Coordinate annotation entries
______________________________

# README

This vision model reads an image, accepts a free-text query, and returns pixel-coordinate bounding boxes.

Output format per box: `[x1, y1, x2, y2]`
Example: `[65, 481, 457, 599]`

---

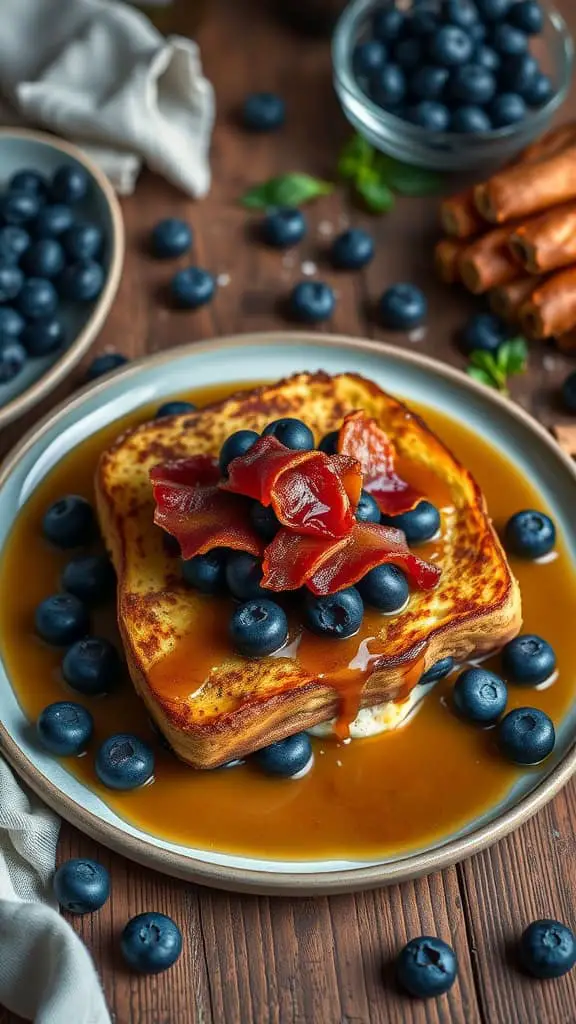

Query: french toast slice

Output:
[96, 372, 522, 768]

______________________________

== Request ==
Revise the data above by changing every "Output" to "Result" and leaving everything else as it is. Omit the pictures from your version.

== Written answer ==
# README

This vision model reads an image, accepts a free-text query, and returns pixel-coordinate bounding boxes.

Result format per box: `[x1, y1, x2, y2]`
Example: `[65, 481, 457, 599]`

---


Query: french toast slice

Result:
[96, 372, 522, 768]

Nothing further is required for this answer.